● **DIRECTIVE A**: Decide whether each statement agrees with the piece on post-tourists, answering yes or no and quoting the words that settle it: (i) post-tourists immerse themselves in local culture for an extended period; (ii) Johannes Novy called post-tourism an entirely new phenomenon; (iii) Deutsche Welle is a French broadcasting organisation.

┌─ EXTRACT TO READ

In the last decade, the tourism industry has been overtaken by a new kind of tourist: one who avoids popular sites and abandons their maps.
Welcome to the age of the “post-tourist”.
The term “post-tourist” is commonly used to refer to a new breed of travellers, those who eschew common tourist “hotspots” and opt for a more unconventional experience, immersing themselves in “local culture” for an extended period of time.
As German broadcasting organisation Deutsche Welle put it in August:
Tourist attractions and hotels are boring, as far as the “post-tourists” are concerned. Instead, they want to get an authentic feel for the cities and places they visit.
‘Tourist’, ‘resident’ or somewhere in-between?
Writing in 2010, urban planner Johannes Novy described a blurring of the prior divisions between tourism and everyday life, but conceded that post-tourism, as we now think of it, is not especially new:
It’s rather that these different forms of tourism have become more prevalent in the city as tourism has grown and diversified. The niche has become mainstream, so to speak. But it has been happening for a long time. The slumming and flaneurism of the late 19th and early 20th century in Weimar-era Berlin essentially involved the activities we now call “new tourism”.

└─
┌─ SUPPLIED RECORDS

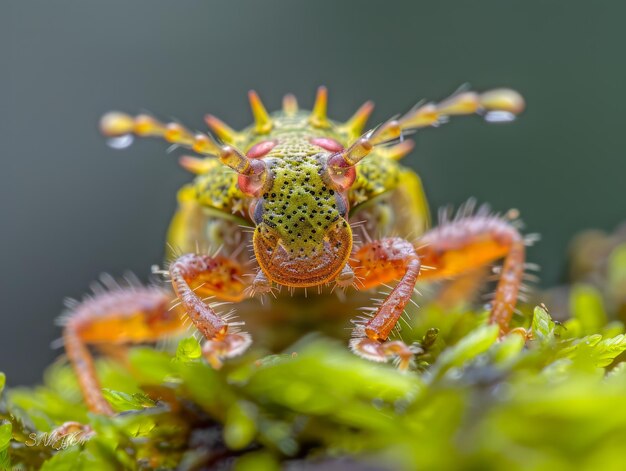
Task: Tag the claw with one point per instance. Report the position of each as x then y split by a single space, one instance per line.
384 351
229 346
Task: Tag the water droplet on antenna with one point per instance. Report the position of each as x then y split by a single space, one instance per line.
120 142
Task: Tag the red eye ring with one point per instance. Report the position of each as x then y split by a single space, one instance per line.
327 143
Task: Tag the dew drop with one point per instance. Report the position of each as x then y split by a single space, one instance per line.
499 117
120 142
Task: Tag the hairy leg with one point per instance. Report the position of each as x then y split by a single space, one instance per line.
129 314
135 314
373 264
461 246
192 274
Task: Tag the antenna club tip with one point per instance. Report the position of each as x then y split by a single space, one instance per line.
503 99
116 123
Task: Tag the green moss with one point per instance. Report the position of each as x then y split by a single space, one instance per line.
472 401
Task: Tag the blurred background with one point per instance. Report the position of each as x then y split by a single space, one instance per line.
72 208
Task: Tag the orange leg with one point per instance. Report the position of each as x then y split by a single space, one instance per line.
137 314
194 274
376 263
130 314
464 245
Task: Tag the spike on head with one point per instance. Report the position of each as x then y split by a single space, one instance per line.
355 125
262 121
340 166
290 104
221 129
318 117
252 172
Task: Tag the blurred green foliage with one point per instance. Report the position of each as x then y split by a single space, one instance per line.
552 401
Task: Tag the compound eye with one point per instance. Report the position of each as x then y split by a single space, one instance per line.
257 212
342 205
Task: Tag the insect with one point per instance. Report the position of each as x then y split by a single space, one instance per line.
298 201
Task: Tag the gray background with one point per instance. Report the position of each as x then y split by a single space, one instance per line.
72 208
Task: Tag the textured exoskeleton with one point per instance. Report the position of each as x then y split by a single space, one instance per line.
297 200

└─

● **DIRECTIVE B**: Scale everything in the listing from the line containing "Task: Tag the blurred green" down to the end of the listing, both ends included. Repeat every line, requests too, and multiply each answer coordinate by 2.5, rounding to whole numbers with halves going up.

● **TASK RESPONSE A**:
(i) Yes: "immersing themselves in “local culture” for an extended period of time"
(ii) No: "conceded that post-tourism, as we now think of it, is not especially new"
(iii) No: "German broadcasting organisation Deutsche Welle"

● **TASK RESPONSE B**:
Task: Tag the blurred green foliage with one point per instance. Report the position of each as x then y split by a single space, one instance per line.
1380 1003
Task: Tag the compound eye with one point per instance. Report the position of each as x then y split by a single space, one instance per line.
643 530
855 513
Task: Tag the insect with one point per instance. Report the position of each as x then y split by a single space, one instance per line.
745 503
Task: Tag the gray background with one point per instance. Report the position of each as x then y split by a single space, one instance per line.
180 520
Task: Tag the textured exoskeleton with one point per instance. Report the position of each as x then y split by a single space, one instance per line.
743 500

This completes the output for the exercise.